═══ Data to process

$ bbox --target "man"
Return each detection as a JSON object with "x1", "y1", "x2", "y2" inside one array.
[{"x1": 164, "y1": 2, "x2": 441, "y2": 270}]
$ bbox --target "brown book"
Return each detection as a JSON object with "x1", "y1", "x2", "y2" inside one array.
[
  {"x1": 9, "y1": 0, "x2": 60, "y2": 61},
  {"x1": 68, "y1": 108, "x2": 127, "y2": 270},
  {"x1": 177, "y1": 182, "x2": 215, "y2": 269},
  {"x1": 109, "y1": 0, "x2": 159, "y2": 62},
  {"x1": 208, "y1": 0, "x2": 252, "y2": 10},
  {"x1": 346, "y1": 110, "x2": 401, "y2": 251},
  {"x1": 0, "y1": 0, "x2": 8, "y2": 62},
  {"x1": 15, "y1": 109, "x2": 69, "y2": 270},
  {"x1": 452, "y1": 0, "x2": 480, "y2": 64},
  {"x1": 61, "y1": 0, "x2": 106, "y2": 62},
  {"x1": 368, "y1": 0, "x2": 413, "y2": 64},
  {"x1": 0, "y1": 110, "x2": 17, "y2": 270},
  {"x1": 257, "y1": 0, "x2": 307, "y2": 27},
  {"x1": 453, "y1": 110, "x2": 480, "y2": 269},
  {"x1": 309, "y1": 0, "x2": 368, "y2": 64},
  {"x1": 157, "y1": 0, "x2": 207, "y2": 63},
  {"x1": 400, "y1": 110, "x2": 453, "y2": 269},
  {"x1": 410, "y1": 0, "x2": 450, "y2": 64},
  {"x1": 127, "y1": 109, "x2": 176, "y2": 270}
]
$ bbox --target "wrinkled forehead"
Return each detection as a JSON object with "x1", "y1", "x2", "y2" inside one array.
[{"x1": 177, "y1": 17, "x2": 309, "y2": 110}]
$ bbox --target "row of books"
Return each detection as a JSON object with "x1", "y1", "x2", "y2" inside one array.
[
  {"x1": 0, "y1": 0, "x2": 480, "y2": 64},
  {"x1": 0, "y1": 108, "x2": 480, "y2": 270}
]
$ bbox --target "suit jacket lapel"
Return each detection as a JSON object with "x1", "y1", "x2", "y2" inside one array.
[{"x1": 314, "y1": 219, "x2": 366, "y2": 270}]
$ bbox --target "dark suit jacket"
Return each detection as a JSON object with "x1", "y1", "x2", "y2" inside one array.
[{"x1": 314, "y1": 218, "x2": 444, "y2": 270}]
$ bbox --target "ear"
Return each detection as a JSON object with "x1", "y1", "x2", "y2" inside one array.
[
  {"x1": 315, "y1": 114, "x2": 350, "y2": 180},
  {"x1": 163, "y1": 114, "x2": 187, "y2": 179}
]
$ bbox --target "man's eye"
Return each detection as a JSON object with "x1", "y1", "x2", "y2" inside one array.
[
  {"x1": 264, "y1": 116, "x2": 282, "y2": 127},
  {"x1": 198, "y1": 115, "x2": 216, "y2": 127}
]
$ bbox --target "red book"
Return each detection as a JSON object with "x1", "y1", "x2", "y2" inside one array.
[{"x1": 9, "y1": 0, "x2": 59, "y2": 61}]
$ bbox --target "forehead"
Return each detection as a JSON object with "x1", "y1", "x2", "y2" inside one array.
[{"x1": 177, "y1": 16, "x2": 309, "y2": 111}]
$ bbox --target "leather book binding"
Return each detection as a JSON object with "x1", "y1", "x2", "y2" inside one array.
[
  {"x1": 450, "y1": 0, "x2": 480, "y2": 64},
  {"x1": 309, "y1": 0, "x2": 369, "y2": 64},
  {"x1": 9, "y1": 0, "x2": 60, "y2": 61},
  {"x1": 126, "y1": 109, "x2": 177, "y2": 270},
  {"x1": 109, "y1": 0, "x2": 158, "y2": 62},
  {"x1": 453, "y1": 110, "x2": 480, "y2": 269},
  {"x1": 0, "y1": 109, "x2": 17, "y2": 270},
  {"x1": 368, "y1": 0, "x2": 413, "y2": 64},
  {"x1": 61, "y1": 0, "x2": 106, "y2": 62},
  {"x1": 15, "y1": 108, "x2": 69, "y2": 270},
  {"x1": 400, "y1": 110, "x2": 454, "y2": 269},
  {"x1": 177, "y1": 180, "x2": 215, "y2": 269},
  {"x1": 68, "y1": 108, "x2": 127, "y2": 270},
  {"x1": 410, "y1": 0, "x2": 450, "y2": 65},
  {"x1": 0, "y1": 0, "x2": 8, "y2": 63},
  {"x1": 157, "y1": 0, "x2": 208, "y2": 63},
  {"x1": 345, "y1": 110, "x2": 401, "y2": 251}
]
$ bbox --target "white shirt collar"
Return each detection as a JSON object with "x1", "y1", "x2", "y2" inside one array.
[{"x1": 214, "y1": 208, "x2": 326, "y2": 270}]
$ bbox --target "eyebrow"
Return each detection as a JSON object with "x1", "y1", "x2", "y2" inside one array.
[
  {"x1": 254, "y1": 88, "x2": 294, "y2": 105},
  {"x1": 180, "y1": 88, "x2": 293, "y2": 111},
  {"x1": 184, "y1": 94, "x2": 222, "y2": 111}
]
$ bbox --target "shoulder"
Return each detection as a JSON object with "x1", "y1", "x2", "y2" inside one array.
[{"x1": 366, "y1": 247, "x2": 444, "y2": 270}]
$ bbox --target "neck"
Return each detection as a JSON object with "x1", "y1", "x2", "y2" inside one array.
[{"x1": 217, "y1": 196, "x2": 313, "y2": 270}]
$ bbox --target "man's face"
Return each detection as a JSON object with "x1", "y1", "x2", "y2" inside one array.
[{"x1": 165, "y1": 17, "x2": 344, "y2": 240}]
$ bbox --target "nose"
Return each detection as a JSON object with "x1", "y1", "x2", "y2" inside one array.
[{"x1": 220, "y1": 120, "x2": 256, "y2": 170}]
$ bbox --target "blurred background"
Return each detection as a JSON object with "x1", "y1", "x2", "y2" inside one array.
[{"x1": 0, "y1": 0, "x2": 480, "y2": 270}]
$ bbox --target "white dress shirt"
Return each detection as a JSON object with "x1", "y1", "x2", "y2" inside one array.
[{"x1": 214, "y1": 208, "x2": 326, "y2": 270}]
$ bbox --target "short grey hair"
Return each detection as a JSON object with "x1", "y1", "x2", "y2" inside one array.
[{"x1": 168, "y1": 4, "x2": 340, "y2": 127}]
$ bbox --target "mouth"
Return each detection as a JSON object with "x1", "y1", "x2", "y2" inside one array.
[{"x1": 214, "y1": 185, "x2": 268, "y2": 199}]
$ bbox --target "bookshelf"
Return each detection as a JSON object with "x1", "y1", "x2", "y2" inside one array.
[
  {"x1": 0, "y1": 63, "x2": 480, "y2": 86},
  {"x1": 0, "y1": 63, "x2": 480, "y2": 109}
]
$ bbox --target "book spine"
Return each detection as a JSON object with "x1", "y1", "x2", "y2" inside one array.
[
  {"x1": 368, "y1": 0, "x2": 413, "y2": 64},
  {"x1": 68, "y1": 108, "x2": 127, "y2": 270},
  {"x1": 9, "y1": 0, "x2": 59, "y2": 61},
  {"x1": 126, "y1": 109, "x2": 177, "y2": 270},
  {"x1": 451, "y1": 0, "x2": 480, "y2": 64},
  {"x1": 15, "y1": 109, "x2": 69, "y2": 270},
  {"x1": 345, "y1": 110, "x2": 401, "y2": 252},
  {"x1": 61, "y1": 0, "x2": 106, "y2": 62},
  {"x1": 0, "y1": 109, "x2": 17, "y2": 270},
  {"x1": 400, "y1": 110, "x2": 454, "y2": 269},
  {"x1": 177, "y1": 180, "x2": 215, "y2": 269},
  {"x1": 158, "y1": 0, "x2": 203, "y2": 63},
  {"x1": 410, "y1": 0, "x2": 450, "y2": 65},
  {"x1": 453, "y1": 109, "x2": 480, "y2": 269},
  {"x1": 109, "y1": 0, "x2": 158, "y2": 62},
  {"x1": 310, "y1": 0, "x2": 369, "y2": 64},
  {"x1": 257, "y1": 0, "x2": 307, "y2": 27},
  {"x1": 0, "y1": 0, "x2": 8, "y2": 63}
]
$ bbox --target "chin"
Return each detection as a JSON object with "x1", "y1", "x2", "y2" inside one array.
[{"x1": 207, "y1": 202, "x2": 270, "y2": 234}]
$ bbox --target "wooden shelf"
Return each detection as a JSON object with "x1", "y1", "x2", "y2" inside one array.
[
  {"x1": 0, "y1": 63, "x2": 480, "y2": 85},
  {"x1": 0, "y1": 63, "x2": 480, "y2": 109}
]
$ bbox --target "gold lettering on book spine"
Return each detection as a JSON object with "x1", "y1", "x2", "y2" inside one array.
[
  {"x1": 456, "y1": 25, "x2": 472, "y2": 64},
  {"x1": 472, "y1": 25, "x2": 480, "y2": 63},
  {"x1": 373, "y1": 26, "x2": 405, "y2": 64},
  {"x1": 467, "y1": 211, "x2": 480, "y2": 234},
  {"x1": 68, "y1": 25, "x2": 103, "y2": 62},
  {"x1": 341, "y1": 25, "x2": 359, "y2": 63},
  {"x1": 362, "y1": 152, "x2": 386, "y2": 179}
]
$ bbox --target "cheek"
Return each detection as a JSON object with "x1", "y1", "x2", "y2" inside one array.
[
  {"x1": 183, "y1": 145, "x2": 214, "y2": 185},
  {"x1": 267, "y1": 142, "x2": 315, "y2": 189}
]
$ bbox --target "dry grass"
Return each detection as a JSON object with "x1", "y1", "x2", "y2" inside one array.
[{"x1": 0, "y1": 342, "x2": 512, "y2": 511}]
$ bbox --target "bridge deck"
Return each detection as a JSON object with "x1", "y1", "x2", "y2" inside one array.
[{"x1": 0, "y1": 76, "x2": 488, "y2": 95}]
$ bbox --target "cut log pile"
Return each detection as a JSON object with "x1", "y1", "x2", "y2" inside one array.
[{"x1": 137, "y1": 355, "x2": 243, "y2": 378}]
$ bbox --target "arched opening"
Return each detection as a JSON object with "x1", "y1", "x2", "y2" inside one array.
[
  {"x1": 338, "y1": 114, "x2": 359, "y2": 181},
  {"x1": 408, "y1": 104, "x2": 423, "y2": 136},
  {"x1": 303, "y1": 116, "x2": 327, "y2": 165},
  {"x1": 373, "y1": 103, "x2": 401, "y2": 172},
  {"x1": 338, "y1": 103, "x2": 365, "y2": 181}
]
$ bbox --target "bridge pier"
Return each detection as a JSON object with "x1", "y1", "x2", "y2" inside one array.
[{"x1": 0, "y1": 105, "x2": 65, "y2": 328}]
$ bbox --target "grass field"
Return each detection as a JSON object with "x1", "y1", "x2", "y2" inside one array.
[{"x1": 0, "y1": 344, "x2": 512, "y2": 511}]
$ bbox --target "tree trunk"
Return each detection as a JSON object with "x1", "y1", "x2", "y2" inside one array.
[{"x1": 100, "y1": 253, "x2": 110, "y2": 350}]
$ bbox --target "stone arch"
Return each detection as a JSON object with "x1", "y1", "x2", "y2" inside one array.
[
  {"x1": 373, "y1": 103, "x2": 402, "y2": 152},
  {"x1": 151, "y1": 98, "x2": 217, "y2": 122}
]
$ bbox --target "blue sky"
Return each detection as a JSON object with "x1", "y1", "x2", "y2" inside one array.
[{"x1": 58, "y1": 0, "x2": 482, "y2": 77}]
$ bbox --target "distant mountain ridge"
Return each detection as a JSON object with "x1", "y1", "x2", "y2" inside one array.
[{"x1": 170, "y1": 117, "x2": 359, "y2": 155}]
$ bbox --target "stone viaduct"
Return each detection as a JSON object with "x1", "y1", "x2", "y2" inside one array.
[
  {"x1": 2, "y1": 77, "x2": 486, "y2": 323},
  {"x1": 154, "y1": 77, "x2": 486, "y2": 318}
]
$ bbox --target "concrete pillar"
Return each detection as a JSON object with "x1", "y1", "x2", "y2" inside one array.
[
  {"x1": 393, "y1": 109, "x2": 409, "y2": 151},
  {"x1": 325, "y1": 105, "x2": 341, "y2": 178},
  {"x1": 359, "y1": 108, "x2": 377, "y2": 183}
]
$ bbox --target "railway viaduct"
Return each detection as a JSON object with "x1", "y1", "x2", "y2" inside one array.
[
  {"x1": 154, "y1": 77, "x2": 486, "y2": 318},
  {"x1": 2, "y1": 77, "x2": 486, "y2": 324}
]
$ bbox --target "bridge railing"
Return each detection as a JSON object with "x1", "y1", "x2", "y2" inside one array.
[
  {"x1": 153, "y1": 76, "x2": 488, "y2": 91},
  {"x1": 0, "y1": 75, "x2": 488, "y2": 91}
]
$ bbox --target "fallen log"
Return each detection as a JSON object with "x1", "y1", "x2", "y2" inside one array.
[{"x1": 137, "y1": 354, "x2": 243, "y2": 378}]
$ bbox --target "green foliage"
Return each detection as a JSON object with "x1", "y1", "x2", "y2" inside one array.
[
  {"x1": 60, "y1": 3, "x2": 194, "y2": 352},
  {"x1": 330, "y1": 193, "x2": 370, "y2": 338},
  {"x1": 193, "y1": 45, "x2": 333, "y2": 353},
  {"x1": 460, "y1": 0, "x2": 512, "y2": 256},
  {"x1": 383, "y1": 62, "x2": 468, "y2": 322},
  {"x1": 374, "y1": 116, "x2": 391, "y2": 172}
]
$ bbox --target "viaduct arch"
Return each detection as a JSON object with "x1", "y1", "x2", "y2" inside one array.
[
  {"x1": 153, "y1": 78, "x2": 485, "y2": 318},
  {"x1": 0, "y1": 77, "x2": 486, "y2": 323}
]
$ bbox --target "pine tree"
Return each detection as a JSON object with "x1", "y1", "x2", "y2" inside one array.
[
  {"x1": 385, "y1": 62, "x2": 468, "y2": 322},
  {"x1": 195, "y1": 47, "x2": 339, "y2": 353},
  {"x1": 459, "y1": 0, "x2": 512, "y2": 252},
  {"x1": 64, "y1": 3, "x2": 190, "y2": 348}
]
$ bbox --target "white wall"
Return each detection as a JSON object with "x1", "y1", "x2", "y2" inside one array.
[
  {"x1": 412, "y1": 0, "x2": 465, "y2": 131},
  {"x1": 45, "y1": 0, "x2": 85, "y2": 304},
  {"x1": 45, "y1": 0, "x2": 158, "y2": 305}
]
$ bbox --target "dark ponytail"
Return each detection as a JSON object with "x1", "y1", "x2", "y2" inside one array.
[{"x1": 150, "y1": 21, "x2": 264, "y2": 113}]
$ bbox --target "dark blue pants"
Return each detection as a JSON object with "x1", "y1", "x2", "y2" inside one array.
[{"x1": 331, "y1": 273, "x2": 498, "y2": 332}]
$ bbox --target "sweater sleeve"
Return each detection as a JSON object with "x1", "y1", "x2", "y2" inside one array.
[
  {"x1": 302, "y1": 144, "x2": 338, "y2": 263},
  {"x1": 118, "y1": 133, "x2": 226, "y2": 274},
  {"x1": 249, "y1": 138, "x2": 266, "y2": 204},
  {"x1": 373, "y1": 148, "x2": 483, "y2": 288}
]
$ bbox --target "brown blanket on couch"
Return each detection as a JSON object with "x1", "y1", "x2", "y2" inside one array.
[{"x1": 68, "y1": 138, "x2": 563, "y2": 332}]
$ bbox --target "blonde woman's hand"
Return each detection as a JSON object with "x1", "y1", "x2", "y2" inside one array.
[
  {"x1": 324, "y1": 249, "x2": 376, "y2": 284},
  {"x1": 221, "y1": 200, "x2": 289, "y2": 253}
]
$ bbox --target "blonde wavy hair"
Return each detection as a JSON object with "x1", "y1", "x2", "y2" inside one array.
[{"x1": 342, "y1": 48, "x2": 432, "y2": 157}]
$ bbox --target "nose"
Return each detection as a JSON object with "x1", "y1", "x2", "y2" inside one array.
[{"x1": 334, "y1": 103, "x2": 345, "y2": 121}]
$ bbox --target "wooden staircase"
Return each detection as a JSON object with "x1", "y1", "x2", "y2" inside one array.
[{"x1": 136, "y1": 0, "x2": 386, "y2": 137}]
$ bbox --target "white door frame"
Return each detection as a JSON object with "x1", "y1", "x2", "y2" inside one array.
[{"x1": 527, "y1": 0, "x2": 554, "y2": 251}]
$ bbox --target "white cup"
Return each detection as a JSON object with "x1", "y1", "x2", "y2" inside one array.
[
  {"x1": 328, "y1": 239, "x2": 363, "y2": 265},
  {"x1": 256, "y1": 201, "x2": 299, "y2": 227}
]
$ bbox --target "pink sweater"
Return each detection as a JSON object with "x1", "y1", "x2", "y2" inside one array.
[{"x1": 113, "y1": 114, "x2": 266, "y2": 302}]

══════

Exercise: Return every line of the records above that contains the string "shirt", treating uppercase and lowercase as different.

Completed exercise:
$ bbox --target "white shirt collar"
$ bbox --target "white dress shirt"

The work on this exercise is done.